* [RECORDS FOR THE EXERCISE]
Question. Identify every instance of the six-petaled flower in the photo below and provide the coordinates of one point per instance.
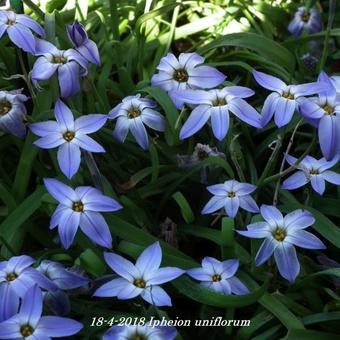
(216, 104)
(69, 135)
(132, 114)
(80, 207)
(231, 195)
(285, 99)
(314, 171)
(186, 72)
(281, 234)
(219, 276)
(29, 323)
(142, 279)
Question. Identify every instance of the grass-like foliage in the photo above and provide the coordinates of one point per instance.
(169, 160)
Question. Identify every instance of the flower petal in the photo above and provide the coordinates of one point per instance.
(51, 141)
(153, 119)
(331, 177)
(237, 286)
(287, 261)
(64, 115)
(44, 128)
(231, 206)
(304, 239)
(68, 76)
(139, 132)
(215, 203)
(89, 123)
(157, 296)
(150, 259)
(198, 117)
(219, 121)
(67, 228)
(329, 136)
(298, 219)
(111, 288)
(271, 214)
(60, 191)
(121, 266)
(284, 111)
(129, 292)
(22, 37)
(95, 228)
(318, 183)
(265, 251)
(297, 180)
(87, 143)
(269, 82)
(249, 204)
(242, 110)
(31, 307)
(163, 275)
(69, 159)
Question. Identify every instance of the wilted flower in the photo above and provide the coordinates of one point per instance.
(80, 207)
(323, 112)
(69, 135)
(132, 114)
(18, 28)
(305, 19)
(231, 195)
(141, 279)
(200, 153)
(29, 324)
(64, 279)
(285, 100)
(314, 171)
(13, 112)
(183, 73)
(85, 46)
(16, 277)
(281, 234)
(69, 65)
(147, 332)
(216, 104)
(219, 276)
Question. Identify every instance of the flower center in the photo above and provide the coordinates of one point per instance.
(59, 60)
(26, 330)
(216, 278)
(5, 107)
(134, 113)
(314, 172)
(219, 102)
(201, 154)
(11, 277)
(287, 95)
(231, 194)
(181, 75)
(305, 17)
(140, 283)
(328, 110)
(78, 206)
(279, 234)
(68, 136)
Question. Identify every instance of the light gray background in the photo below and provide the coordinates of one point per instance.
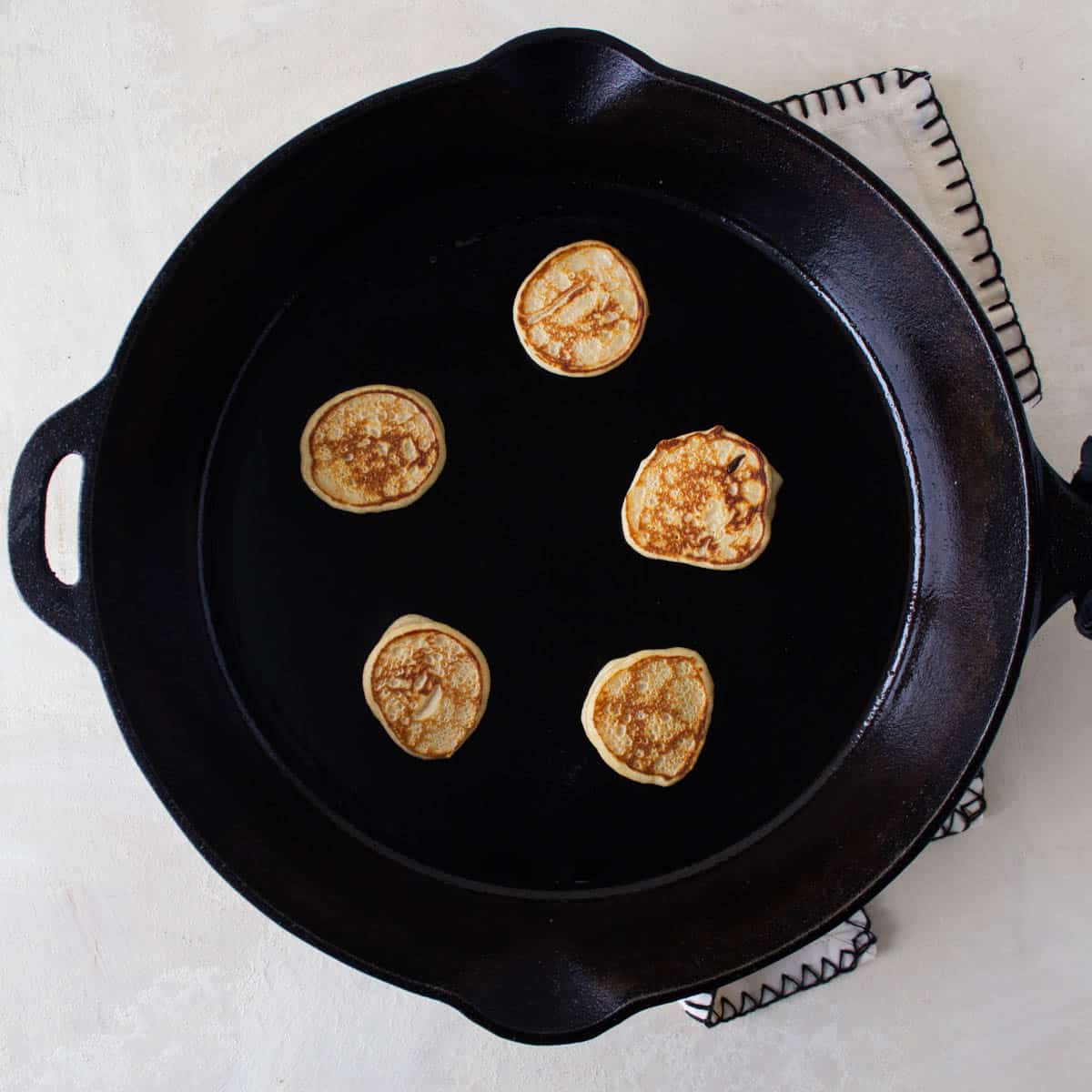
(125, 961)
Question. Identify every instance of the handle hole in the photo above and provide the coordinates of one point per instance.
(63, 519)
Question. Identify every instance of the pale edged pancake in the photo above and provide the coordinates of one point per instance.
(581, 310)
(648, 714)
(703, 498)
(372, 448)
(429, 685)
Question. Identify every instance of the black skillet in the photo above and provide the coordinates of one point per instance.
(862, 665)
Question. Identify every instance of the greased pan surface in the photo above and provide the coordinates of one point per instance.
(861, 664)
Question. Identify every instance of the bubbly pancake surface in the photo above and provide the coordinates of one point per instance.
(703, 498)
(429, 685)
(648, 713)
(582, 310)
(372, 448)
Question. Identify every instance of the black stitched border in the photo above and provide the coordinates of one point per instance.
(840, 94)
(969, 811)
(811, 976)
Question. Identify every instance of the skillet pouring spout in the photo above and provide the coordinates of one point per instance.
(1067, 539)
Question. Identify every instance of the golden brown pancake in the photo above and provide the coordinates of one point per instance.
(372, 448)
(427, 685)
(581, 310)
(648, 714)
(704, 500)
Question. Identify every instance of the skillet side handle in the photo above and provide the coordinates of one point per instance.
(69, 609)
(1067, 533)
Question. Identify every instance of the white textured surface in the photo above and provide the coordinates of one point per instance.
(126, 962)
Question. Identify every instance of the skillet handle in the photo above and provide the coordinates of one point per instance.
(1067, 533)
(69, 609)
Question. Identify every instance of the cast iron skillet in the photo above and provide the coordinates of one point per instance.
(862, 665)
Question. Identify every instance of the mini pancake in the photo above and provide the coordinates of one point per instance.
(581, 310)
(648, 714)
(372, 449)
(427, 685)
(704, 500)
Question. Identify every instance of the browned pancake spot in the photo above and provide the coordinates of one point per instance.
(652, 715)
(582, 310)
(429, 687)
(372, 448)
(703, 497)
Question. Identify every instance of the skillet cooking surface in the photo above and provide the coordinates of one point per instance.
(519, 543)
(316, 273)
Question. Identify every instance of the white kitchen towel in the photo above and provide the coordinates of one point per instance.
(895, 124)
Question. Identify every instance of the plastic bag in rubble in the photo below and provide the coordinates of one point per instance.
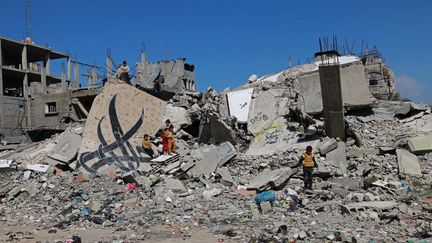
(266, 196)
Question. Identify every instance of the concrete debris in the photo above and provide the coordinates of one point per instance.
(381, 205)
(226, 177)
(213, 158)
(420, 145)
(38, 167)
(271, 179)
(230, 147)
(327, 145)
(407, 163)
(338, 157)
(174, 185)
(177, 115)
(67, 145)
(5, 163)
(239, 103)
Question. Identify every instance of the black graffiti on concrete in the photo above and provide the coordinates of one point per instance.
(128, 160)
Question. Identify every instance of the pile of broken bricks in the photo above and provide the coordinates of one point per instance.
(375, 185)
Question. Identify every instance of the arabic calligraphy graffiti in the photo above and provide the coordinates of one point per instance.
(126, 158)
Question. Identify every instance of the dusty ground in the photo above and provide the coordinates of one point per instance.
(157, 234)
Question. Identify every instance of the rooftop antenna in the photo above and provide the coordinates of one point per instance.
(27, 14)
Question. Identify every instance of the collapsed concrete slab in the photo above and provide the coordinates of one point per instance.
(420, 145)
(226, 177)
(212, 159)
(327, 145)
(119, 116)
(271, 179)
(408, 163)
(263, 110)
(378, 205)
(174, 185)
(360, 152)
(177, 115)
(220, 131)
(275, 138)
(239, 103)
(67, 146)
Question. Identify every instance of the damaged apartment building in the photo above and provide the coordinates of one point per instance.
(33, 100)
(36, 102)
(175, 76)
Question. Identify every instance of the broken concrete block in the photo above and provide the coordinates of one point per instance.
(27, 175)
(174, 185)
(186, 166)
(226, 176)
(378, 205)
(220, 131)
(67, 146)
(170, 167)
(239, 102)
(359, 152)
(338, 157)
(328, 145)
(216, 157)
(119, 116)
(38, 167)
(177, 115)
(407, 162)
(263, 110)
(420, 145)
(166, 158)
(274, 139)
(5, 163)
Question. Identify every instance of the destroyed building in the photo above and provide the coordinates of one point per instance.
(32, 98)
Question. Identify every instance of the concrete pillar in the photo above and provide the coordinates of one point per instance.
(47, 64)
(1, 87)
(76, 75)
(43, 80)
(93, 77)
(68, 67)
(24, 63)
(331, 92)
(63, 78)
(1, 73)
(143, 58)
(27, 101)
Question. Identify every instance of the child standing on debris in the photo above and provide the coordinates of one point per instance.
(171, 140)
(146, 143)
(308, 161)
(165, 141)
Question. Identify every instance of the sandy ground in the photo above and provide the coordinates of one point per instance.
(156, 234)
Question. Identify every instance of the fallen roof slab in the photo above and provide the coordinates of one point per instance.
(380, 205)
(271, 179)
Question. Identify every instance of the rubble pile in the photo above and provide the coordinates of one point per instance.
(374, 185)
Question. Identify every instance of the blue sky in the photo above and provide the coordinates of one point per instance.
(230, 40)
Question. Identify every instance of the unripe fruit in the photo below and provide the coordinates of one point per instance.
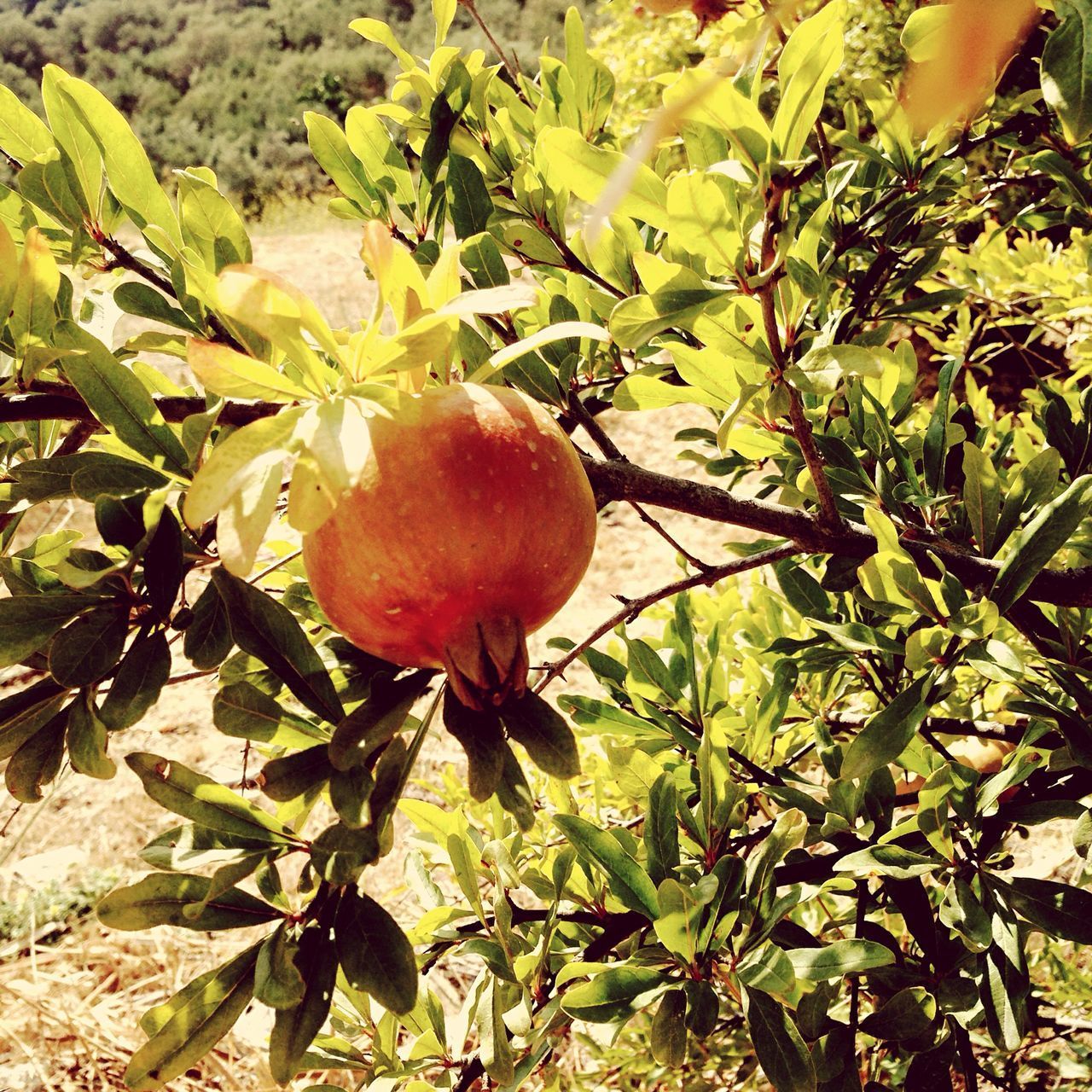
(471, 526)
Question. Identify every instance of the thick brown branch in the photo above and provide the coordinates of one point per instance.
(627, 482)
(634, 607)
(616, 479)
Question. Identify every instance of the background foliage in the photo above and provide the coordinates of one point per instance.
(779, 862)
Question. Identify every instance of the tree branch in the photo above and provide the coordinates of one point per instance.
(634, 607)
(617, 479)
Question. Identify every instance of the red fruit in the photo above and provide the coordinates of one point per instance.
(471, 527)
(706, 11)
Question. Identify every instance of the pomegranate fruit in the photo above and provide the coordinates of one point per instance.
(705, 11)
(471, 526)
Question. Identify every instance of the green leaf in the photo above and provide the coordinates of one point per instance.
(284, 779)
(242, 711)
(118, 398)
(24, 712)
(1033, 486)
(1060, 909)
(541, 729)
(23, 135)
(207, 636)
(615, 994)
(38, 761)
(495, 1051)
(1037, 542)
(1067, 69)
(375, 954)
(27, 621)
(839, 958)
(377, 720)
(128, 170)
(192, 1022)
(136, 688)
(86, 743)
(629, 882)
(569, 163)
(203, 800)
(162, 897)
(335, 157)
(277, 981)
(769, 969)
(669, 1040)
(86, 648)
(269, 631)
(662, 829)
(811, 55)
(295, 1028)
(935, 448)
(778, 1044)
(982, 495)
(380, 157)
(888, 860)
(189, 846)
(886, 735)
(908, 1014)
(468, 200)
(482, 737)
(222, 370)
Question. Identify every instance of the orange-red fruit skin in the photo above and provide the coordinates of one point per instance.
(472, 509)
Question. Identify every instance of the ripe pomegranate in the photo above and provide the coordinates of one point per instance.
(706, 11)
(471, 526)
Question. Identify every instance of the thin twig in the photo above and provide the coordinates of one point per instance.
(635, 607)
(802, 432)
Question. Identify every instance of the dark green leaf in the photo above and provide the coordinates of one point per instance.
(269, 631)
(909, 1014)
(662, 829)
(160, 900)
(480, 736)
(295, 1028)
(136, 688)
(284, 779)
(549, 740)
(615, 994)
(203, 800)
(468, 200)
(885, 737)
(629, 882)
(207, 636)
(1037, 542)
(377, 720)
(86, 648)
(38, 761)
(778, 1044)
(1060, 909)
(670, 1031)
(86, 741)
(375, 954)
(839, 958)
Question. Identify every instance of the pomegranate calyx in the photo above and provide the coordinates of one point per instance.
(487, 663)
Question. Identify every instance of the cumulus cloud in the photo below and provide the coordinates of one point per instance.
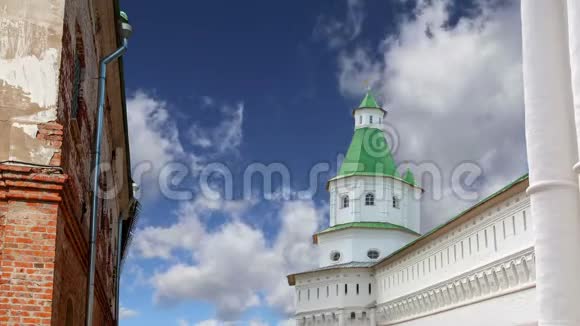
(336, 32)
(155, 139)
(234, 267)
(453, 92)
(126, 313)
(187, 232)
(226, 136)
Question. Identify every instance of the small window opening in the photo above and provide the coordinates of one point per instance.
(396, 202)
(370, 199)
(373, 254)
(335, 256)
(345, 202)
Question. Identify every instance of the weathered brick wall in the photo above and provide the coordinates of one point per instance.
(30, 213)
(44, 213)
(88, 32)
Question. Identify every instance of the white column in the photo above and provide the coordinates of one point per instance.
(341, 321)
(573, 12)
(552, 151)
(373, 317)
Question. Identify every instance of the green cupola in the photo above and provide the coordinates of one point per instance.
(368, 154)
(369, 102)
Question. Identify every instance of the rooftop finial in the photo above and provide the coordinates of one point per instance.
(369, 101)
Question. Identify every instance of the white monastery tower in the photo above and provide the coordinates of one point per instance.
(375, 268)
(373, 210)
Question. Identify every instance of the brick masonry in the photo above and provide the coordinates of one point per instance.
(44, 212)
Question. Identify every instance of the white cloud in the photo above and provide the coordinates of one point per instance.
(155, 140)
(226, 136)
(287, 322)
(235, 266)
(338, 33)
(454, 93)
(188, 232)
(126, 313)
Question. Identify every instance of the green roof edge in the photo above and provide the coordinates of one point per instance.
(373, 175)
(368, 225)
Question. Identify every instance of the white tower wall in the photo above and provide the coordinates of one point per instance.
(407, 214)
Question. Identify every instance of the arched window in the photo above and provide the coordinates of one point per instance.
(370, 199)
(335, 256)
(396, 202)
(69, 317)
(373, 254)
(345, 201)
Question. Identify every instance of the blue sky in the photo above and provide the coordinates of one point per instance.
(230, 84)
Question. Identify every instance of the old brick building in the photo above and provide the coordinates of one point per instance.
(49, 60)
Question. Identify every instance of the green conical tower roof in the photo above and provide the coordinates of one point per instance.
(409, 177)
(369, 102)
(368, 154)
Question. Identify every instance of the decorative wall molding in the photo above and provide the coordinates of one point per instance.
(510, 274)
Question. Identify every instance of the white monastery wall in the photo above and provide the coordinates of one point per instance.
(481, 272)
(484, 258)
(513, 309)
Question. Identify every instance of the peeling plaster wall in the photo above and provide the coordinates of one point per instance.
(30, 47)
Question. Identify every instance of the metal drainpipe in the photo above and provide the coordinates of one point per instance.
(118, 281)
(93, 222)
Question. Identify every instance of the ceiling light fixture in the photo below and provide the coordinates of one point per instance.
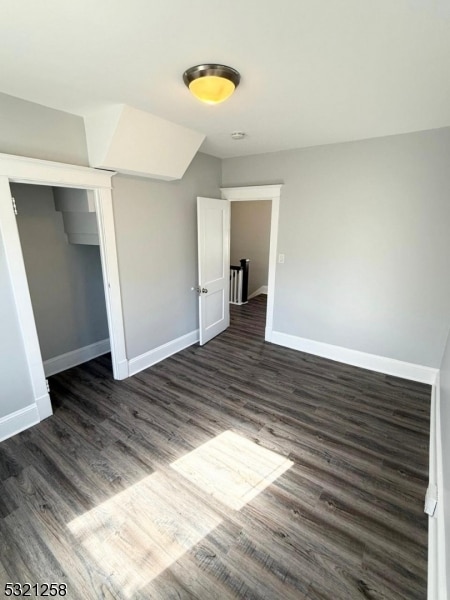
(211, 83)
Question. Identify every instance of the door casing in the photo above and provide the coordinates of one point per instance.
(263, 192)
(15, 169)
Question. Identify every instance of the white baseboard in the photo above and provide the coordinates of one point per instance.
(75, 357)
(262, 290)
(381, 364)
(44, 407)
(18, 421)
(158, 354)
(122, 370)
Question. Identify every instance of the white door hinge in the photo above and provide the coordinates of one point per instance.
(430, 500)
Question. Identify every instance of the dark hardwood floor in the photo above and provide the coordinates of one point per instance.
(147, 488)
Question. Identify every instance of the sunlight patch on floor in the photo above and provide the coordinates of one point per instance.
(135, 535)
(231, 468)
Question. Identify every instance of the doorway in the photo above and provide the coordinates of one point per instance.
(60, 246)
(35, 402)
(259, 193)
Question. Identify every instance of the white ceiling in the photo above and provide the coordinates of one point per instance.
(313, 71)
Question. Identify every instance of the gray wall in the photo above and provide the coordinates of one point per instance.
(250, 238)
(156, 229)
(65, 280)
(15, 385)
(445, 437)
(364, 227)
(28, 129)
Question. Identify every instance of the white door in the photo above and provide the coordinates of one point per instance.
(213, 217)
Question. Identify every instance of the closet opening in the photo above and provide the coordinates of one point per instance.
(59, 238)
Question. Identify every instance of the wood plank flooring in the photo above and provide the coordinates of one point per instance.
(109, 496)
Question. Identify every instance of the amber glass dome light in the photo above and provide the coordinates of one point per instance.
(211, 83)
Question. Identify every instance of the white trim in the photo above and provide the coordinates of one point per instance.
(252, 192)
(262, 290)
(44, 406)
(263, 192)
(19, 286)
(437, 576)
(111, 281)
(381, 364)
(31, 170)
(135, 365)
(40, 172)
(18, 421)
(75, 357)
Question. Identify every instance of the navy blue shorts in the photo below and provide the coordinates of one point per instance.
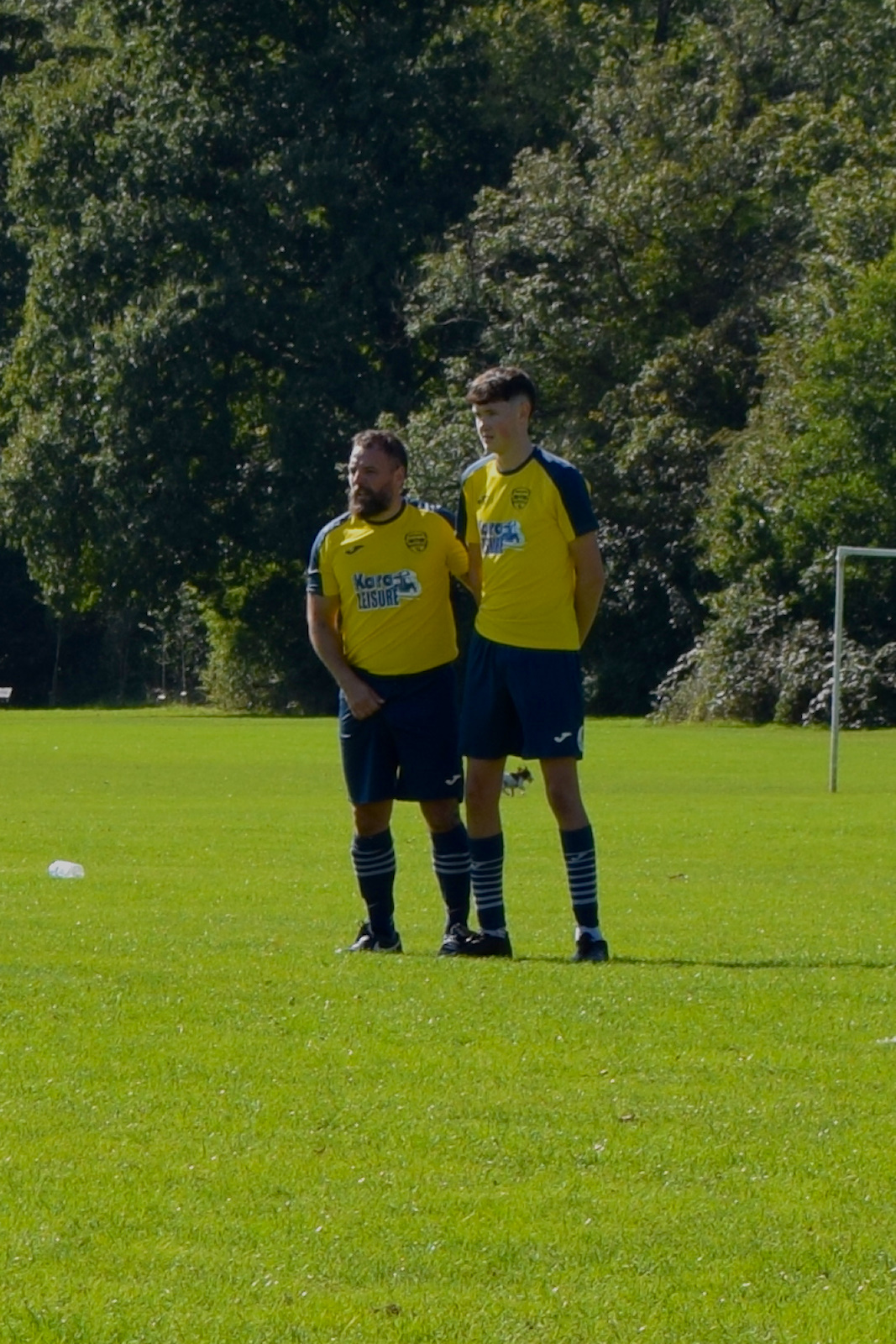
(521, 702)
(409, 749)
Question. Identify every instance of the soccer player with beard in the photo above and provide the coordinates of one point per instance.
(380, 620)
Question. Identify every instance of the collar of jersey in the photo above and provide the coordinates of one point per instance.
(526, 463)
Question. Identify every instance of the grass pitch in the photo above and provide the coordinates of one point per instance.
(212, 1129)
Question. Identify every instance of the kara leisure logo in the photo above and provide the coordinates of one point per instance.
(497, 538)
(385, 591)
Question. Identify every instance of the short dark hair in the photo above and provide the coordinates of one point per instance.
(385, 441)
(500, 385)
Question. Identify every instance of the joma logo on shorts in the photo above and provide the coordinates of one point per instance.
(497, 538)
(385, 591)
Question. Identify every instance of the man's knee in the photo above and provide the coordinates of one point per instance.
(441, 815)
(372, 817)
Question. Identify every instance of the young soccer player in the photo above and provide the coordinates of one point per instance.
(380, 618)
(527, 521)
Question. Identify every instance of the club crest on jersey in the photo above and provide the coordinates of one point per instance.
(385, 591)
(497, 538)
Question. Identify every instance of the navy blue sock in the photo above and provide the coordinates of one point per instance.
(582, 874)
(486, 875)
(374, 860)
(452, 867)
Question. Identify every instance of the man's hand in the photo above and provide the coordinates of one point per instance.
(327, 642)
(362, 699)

* [EXERCISE DESCRIPTION] All lines from the line containing "Question. Identify every instance of the young" through the end of the listing above are to be duplicated exactly; include both ends and nothing further.

* [SOLUTION FOR THIS PROBLEM]
Question. Identify every instance of the young soccer player in the photo above and provide the coordinates of one point per instance.
(380, 618)
(527, 521)
Question. Identify every instance of the club crest on jersey in the photo above and provide the coordinates of one point per instance.
(385, 591)
(497, 538)
Question. Identify every instance of the navy blue sock in the photo above and provide the coordinates of one point per instance.
(582, 874)
(486, 875)
(374, 860)
(452, 867)
Question. Identify every instance of the man's hand in the photo above and provide the coordinates of one point per instance.
(327, 642)
(362, 699)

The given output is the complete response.